*Problem to work on*. Copy every line of the listing below that contains the string "mountain", matching case exactly.

───── Record set ─────

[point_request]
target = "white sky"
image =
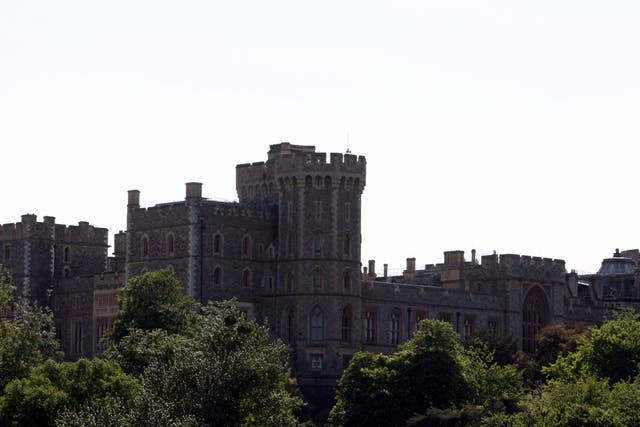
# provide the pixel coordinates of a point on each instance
(500, 125)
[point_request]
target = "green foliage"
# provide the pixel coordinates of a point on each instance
(154, 300)
(610, 352)
(230, 374)
(27, 338)
(48, 389)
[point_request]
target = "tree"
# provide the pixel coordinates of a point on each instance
(27, 337)
(51, 387)
(154, 300)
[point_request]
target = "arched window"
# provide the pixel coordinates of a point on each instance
(346, 280)
(289, 282)
(290, 244)
(217, 275)
(246, 246)
(395, 328)
(217, 244)
(370, 326)
(246, 278)
(170, 244)
(317, 246)
(317, 279)
(535, 315)
(317, 325)
(144, 246)
(287, 325)
(346, 325)
(347, 244)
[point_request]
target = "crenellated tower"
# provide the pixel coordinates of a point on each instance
(317, 301)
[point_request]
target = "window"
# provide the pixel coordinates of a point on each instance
(347, 244)
(370, 327)
(346, 325)
(395, 328)
(289, 282)
(246, 278)
(317, 325)
(246, 246)
(290, 244)
(217, 275)
(217, 244)
(170, 244)
(316, 362)
(77, 338)
(144, 246)
(317, 246)
(317, 280)
(346, 280)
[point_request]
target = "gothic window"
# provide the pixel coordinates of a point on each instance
(317, 246)
(246, 247)
(144, 247)
(246, 278)
(217, 275)
(289, 282)
(317, 325)
(395, 328)
(346, 280)
(347, 244)
(170, 244)
(346, 325)
(370, 327)
(217, 244)
(290, 244)
(287, 326)
(317, 280)
(535, 315)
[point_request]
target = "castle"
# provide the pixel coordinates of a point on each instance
(289, 251)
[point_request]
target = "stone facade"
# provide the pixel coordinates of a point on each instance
(289, 251)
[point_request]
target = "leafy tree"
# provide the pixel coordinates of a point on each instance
(154, 300)
(27, 337)
(48, 389)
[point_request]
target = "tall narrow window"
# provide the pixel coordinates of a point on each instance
(317, 280)
(170, 244)
(317, 325)
(290, 244)
(289, 282)
(217, 244)
(347, 244)
(346, 281)
(370, 327)
(217, 276)
(395, 328)
(246, 278)
(346, 325)
(246, 246)
(144, 246)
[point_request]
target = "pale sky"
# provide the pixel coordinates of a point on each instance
(497, 125)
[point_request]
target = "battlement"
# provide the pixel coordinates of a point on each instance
(29, 227)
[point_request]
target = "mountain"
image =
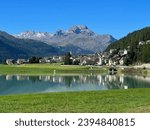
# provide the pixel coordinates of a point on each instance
(138, 44)
(12, 47)
(77, 36)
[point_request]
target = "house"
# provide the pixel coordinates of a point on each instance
(111, 51)
(87, 60)
(122, 61)
(110, 62)
(141, 43)
(21, 61)
(148, 42)
(125, 52)
(9, 61)
(45, 60)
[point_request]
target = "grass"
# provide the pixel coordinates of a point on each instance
(38, 69)
(132, 100)
(133, 71)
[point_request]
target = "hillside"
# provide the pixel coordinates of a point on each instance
(138, 45)
(14, 48)
(77, 36)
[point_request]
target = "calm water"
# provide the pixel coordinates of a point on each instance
(16, 84)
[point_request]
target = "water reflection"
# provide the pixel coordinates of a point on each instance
(14, 84)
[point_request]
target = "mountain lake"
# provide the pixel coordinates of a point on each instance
(23, 84)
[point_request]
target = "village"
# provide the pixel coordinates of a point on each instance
(113, 57)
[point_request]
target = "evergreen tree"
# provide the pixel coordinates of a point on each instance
(68, 59)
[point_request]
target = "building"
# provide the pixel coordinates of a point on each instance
(21, 61)
(9, 61)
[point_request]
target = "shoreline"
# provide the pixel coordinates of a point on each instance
(48, 69)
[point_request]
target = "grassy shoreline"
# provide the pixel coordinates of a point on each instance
(110, 101)
(132, 100)
(47, 69)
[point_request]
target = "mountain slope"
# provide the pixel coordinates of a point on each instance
(138, 45)
(79, 36)
(11, 47)
(132, 39)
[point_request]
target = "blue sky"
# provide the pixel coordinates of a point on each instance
(115, 17)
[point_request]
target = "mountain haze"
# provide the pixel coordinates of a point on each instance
(79, 36)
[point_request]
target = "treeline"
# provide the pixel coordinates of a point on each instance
(138, 53)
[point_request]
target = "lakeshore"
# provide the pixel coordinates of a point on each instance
(48, 69)
(131, 100)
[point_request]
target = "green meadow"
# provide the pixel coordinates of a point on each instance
(132, 100)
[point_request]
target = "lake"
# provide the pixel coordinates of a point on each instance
(19, 84)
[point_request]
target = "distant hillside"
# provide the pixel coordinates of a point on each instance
(138, 53)
(77, 36)
(132, 39)
(11, 47)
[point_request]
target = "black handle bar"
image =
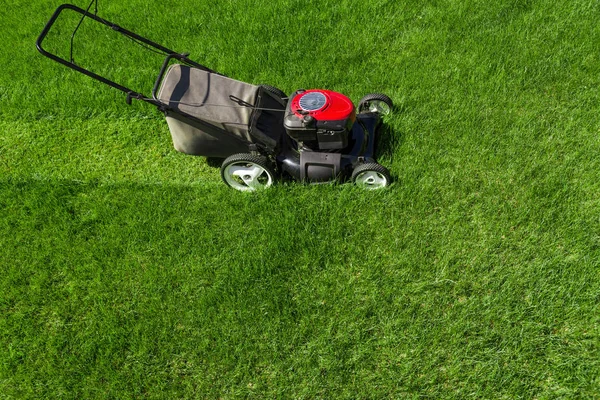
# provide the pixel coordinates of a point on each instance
(130, 93)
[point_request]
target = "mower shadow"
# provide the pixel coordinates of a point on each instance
(214, 162)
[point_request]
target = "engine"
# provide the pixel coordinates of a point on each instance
(320, 119)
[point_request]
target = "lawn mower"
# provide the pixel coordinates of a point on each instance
(261, 133)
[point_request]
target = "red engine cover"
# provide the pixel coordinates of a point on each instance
(323, 105)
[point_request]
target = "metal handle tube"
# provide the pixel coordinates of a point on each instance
(130, 93)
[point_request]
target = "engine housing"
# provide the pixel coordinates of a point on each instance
(320, 117)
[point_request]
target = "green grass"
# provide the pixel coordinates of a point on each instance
(129, 270)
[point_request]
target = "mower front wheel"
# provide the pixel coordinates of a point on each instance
(371, 176)
(376, 103)
(247, 172)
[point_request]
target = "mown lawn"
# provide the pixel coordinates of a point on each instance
(129, 270)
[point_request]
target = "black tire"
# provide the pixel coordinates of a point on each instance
(277, 92)
(240, 172)
(371, 176)
(376, 102)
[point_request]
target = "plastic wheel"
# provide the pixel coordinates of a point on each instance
(247, 172)
(371, 176)
(275, 91)
(376, 103)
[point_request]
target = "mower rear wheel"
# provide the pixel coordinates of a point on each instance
(275, 91)
(247, 172)
(376, 103)
(371, 176)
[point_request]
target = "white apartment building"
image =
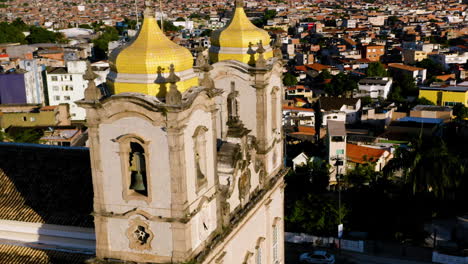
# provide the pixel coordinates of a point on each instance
(33, 81)
(374, 87)
(66, 85)
(445, 59)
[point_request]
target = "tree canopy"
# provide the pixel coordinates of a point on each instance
(289, 79)
(376, 69)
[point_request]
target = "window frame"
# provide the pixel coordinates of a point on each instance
(124, 142)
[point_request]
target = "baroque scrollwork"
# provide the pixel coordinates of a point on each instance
(139, 235)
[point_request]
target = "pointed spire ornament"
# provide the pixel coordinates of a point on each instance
(251, 52)
(261, 62)
(162, 83)
(148, 10)
(174, 96)
(277, 53)
(201, 59)
(207, 81)
(92, 92)
(239, 3)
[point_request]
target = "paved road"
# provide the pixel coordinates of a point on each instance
(294, 250)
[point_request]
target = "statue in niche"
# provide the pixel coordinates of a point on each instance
(244, 185)
(138, 169)
(233, 105)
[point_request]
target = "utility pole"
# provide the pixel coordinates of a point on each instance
(161, 13)
(136, 14)
(338, 163)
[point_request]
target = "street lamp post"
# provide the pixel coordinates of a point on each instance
(338, 163)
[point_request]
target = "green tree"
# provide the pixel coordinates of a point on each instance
(432, 67)
(316, 214)
(407, 84)
(362, 174)
(376, 69)
(460, 111)
(101, 44)
(26, 136)
(428, 167)
(423, 101)
(169, 26)
(289, 79)
(85, 26)
(42, 35)
(324, 75)
(10, 33)
(19, 24)
(340, 85)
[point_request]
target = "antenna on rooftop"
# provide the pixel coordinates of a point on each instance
(136, 14)
(161, 13)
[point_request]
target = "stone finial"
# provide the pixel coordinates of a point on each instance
(174, 96)
(251, 52)
(148, 9)
(261, 62)
(92, 92)
(239, 3)
(162, 83)
(277, 50)
(201, 59)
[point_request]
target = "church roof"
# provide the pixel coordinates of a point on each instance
(46, 184)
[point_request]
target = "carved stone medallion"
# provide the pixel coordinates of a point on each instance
(139, 235)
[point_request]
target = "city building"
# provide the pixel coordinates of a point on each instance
(34, 116)
(399, 69)
(190, 175)
(373, 52)
(18, 86)
(375, 87)
(413, 56)
(445, 96)
(66, 85)
(360, 155)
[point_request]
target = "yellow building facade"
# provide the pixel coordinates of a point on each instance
(445, 96)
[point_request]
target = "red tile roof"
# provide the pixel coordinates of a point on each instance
(318, 66)
(285, 107)
(361, 154)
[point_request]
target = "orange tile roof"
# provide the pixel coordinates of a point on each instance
(318, 66)
(286, 107)
(404, 67)
(361, 154)
(306, 129)
(301, 68)
(445, 77)
(48, 108)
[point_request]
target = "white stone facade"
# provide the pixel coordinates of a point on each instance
(199, 180)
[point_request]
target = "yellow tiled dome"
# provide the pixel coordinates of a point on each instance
(232, 42)
(151, 49)
(142, 65)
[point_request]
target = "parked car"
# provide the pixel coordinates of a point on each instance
(319, 257)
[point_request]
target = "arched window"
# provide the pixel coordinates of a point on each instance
(259, 251)
(275, 243)
(135, 167)
(274, 108)
(199, 150)
(275, 240)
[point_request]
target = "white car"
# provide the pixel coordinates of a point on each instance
(321, 257)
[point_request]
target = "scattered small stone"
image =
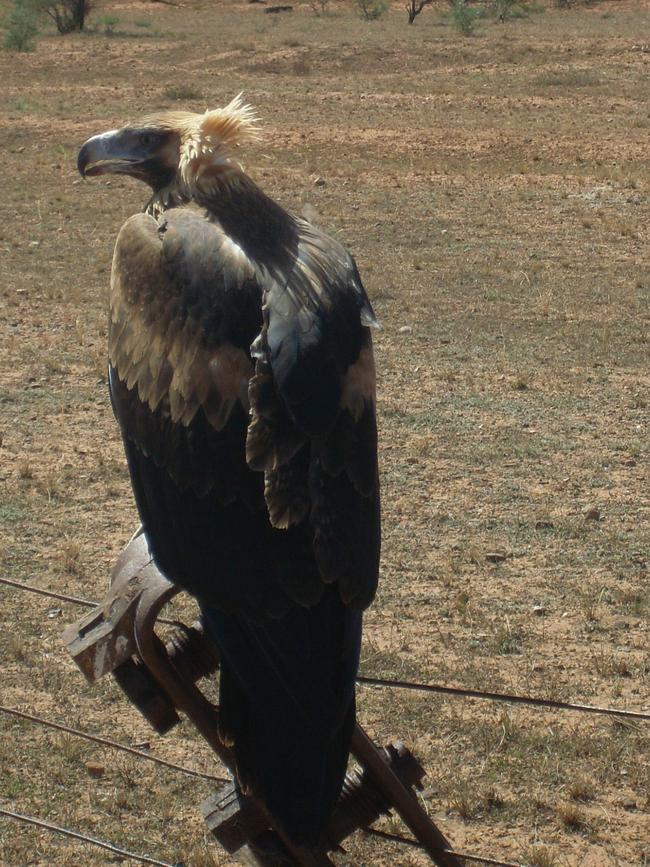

─────

*Output for this task*.
target = "mountain"
target = "mountain lake"
target = "mountain slope"
target = "mountain haze"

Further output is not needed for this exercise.